[Start of Attachment]

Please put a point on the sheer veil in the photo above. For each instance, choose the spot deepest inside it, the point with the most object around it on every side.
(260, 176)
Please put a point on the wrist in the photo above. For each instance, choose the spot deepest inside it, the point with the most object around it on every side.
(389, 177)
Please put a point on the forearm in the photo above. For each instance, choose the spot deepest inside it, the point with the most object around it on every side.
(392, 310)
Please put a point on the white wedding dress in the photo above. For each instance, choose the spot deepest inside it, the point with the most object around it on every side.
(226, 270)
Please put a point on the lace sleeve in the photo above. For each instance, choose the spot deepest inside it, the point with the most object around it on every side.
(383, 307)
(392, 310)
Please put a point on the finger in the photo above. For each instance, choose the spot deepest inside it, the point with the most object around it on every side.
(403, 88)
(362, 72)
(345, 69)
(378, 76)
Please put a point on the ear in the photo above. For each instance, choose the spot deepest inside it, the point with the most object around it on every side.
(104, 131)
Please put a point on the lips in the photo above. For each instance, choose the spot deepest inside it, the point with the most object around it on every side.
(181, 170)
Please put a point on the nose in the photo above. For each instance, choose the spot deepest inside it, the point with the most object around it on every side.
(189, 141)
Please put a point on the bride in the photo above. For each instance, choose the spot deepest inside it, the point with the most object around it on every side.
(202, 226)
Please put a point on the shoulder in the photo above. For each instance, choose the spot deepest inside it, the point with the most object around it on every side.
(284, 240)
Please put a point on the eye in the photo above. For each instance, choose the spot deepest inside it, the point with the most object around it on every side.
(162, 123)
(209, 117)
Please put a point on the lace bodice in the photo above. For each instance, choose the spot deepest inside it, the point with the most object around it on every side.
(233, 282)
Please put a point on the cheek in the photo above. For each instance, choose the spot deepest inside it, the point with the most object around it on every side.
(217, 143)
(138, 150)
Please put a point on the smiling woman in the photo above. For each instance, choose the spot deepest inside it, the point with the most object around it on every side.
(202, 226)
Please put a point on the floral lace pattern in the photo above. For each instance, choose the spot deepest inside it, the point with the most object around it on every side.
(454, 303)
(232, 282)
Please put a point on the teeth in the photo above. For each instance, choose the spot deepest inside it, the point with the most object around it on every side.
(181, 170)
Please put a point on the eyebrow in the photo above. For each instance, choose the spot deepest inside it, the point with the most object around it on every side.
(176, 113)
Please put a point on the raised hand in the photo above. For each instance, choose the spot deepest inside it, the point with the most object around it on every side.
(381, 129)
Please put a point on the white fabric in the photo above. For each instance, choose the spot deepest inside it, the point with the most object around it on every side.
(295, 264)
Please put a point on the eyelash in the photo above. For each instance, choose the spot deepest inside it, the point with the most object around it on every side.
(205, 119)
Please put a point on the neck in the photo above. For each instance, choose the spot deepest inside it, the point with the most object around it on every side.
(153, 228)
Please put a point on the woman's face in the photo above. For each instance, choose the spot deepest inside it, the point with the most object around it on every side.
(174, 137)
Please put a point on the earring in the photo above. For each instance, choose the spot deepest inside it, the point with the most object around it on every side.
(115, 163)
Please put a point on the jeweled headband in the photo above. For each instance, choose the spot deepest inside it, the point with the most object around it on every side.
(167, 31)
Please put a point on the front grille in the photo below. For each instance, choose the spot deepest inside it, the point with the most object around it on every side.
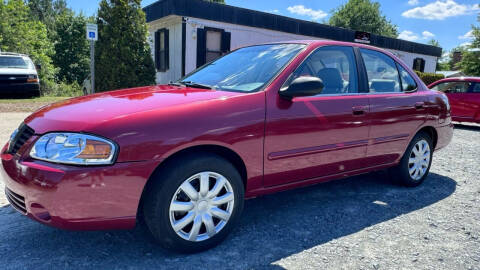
(16, 201)
(11, 79)
(23, 135)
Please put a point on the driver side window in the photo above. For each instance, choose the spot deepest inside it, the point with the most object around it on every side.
(335, 66)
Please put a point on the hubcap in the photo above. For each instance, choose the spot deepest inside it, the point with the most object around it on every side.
(201, 206)
(419, 160)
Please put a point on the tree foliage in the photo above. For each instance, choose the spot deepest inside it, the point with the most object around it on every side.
(363, 15)
(470, 64)
(123, 57)
(72, 53)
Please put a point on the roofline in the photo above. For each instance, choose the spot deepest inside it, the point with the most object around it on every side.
(247, 17)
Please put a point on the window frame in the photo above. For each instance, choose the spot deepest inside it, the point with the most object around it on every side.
(469, 90)
(165, 65)
(357, 67)
(397, 64)
(472, 87)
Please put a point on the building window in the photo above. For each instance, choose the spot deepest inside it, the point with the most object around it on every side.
(419, 64)
(212, 43)
(162, 62)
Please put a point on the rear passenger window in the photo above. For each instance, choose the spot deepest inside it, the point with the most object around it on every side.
(335, 66)
(408, 83)
(476, 89)
(382, 72)
(452, 87)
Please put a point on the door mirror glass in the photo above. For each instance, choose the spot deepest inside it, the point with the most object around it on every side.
(303, 87)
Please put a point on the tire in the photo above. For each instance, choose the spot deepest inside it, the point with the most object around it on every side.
(161, 214)
(414, 168)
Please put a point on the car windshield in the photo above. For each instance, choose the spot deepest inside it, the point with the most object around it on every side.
(14, 62)
(244, 70)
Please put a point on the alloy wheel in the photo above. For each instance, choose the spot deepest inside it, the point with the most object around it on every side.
(419, 160)
(201, 206)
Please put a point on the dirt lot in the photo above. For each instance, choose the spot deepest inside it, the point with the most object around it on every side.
(356, 223)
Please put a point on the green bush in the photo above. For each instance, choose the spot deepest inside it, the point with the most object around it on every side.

[End of Attachment]

## Your goal
Transcribe the whole of the data exactly, minus any pictures.

## Result of this task
Please put a point on the sheer veil in the photo above. For each instance, choose the spot deepest inside it, the point with the most object around it on every side.
(260, 176)
Please put a point on the wrist in the photo above. For each instance, choose the spot deepest inside it, the point with the most object around it on every side.
(389, 177)
Please put a point on the forearm in the photo above. For each instance, choose the spot deepest inside it, the point with the most object around it on every side.
(392, 310)
Please put a point on the white wedding dress in the photo above. For each instance, choose the spot deepest inside it, the point with the most object around it on every side.
(226, 270)
Please put a point on the lace sleeve in the photo above. For each instance, choose the spot deepest inside it, the point with the most object around it on every side.
(383, 307)
(392, 310)
Please put a point on the finger in the photo above. For each instance, choose the spot deepest inside it, the point with the most object around it on every side.
(403, 88)
(362, 72)
(345, 69)
(378, 76)
Please put a point on the ear in the photo above. For each instance, choose the spot deepest inside it, the point with the most object around it on every side.
(104, 131)
Please put a point on the lips in the photo above. For each instance, choose the spot deepest inside it, the point with the most object around it on every side.
(181, 170)
Please put a point on the nose in the photo above. For each instance, choose the spot deepest inside it, the point with the most object around it on every side.
(189, 141)
Please put a point on the bride in the photo above. For each instance, choose the spot deepest inside it, the point with the most object around it on every side.
(202, 226)
Please put a point on the shoulder in the photo above. For each instance, choose the spot deepest inside it, the point with the most object around it on every side.
(284, 240)
Please put a point on the eye in the photo above. For each instance, choose the spot deepest inside it, the point with the most object around it on every side.
(162, 123)
(209, 117)
Please put a point on the lace bodice in the photo above. For each instance, choose the spot deepest inside it, the point with the most object around it on every side.
(233, 282)
Please put a point on the cheek in the photo above. For each instance, choose the spot deepest inside it, the point with the most object around it on every side.
(217, 143)
(138, 150)
Please put a point on the smiling woman in the photo above. For each instance, choose the spot deepest inside it, the point with the most object around it on every side.
(202, 226)
Please put a point on the floral lace pattern in the photo above. For each instance, choose the spot deepest inside it, the point with the most object around it on every side.
(454, 303)
(232, 282)
Please put a point on the teeth in the photo above. For each instance, choose the spot deepest inside it, the point with the most object around it on every side.
(181, 170)
Please put a point on the eyebrow in the photo above. For each instance, choose the spot deepest inside it, the point with the most object around it on every side.
(176, 113)
Please put a point on the raised hand in the photo above. For each instance, choose the spot deepest inside it, the point with the most object around it on every side.
(381, 129)
Please put a point on the white fabric in the photo above. For each instance, choose the spot deepest inside it, the point with the most object around it on every side.
(295, 264)
Please put a point on the eyelash in the photo above. For each instance, choose the spot deepest inside it, the point with the most object around it on every side.
(205, 119)
Please put a point on the neck in the photo above. For each instance, choose the spot deepest inside it, the point with the most object around it on every side.
(153, 228)
Please put a point on the woman's face in the photo above. For each instance, choose the spot deepest inside it, the point with the most object around it on every side.
(174, 137)
Please put a point on the earring in the photo above. For each instance, choose the spot deepest inside it, the point with the most object around it on every side.
(115, 163)
Please put a point on the jeweled headband in the photo above. For each instance, choose the spot deepest inside it, the point with the most object around it on every side.
(167, 31)
Please put a point on the front grille in the photo below. For each instance, choose the spot deepest inside it, the point with the most object around it on every side.
(16, 201)
(11, 79)
(23, 135)
Please put a point on the driver side window in the photo above. For each instance, choose the spot deepest inside it, the point with the most object around it on every side.
(335, 66)
Please put a point on the hubcap in the photo above. For each instance, choose the spot deepest inside it, the point with the most object around it on every side.
(201, 206)
(419, 160)
Please put a point on the tree foliage in the photo above. For each instance, choose the spot deepest inside it, the point with the most object around it on every side.
(363, 15)
(470, 64)
(123, 57)
(72, 53)
Please put a point on the roofline in the photo above. For each instance, choose the spot deepest inside it, the point with the most object around it on every side.
(247, 17)
Please put a point on the window frame in the photo above. For each instance, choose the spot deepest inside it, the point with the most object around it on every side.
(469, 90)
(165, 65)
(357, 67)
(397, 64)
(472, 87)
Please put a point on the building window in the photo above. For each instance, choose the spot deepest inside it, the point with the most object around it on every side.
(419, 64)
(212, 43)
(162, 62)
Please put a point on the rear passenger window in the photo above. For each instance, choose the spot deepest inside it, the point with the most object around it on every side.
(335, 66)
(408, 83)
(476, 89)
(382, 72)
(452, 87)
Please put a point on the door mirror glass in the photo above. For each instance, choose the spot deepest inside it, the point with the most object around it on every side.
(303, 87)
Please put a point on the tire in the photo above. For each instance, choose the spot deepest inside it, the point with the most object around it on every side.
(161, 214)
(414, 168)
Please put a point on the car windshield in the photo above. For each instance, choose the spot deepest inside it, the point with the most object around it on every side.
(14, 62)
(244, 70)
Please put a point on the alloy wheel in the photo above. For each instance, choose the spot deepest inside it, the point with the most object around it on every side.
(419, 160)
(201, 206)
Please put a point on the dirt lot in the photo above. For each instance, choose the spot deepest inside it, the point with the most object around it on every side.
(356, 223)
Please put a point on the green bush in the photo above. For each instance, choose the spot deepest inside it, the point with the most object around it on every side.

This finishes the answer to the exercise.